MATERIAL PROVIDED:
** START **

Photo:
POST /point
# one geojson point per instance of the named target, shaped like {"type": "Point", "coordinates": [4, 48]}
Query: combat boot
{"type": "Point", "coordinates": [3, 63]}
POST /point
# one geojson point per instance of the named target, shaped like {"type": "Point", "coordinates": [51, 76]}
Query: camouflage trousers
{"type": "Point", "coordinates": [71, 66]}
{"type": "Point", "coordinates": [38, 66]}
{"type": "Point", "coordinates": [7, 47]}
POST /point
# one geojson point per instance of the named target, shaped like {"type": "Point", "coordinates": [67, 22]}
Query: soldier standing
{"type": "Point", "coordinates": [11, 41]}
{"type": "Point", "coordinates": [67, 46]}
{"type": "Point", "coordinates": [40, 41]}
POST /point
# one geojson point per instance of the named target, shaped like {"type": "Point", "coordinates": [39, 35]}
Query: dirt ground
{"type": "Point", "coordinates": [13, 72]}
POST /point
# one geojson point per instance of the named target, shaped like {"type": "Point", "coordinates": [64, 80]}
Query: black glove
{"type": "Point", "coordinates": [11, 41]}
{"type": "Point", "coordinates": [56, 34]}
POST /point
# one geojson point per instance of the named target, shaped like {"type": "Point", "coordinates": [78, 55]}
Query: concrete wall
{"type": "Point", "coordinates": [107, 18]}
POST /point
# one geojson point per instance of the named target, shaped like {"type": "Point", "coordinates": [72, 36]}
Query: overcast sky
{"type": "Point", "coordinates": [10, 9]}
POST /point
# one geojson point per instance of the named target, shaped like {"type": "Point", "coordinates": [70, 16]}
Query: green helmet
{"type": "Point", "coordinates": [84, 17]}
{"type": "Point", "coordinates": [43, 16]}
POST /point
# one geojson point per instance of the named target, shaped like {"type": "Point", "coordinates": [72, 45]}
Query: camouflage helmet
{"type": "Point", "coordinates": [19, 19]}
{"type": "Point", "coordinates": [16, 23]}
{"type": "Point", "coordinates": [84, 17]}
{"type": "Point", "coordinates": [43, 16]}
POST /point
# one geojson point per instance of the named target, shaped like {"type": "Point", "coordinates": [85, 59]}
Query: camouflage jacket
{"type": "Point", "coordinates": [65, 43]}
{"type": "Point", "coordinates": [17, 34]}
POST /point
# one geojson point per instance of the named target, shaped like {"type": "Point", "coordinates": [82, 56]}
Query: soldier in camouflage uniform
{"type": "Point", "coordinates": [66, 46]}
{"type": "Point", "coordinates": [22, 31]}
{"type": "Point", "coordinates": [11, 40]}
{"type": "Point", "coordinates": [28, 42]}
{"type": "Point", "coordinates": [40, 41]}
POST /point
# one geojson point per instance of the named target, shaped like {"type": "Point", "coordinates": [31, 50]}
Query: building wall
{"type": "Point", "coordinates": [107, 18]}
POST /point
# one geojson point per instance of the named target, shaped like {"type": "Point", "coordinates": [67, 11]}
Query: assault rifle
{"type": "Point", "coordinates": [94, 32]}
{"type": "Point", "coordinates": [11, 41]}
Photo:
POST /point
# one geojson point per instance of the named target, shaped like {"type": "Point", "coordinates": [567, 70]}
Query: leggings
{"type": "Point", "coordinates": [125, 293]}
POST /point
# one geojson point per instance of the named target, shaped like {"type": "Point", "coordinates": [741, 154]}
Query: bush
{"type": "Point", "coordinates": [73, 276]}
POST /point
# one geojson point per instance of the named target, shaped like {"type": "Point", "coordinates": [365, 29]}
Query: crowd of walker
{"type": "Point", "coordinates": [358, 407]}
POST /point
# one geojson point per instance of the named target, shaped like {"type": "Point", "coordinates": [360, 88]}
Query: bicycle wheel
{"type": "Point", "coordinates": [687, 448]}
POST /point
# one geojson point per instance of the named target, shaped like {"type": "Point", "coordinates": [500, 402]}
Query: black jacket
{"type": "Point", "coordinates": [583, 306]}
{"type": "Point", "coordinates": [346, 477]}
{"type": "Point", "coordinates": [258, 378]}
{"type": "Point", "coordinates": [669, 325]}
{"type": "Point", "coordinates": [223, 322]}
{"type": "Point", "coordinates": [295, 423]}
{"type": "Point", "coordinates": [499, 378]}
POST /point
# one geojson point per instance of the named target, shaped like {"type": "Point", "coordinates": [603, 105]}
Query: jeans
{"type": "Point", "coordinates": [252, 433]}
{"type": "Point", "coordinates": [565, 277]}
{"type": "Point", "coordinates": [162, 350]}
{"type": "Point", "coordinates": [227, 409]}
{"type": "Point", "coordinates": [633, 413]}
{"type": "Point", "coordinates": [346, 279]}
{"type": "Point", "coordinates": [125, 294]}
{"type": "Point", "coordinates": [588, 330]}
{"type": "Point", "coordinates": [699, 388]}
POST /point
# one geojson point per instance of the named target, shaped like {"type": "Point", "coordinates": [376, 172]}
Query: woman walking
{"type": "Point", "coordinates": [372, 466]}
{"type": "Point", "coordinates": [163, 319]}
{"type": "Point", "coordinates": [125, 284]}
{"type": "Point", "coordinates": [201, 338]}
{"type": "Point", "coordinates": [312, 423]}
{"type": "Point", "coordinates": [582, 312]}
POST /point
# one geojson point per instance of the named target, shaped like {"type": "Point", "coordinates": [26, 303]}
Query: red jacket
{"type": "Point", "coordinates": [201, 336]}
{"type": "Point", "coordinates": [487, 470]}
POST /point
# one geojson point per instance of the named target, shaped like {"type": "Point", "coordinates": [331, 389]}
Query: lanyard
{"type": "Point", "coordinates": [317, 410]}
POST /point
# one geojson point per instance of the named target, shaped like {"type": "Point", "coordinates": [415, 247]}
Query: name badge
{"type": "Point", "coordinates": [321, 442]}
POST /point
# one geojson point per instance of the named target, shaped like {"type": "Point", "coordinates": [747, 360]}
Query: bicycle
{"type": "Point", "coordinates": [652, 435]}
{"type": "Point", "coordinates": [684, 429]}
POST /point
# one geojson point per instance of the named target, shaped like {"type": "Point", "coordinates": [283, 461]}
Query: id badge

** END **

AIM OF THE TASK:
List every line of the material that contains the word "camouflage", treating uppercase and lowercase letters as different.

SOLVED PROBLEM:
Query: camouflage trousers
Query: camouflage helmet
Query: camouflage jacket
Query: soldier in camouflage uniform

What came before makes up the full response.